[Start EXCERPTED RECORDS]

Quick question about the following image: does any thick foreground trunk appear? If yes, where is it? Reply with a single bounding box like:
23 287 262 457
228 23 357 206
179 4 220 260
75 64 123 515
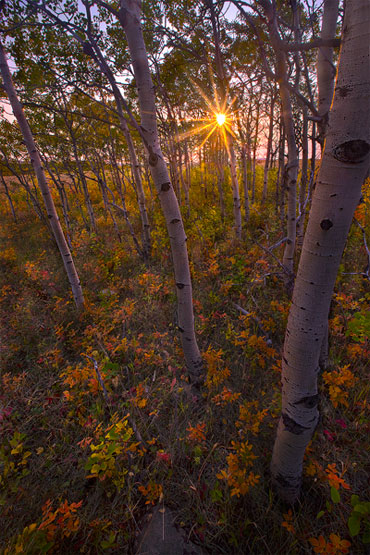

[End EXCERPTED RECORDS]

> **THE EXERCISE**
Reproduce the records above with "trunk" replaced by "branch", keeping everything else unchanged. Omit the pictures from your answer.

> **FULL OUTPUT**
Quick question about the following image: does any thick foreground branch appear? If yes, where is it? Reply with a single bounding box like:
23 287 262 457
228 23 357 206
179 4 220 260
75 64 123 515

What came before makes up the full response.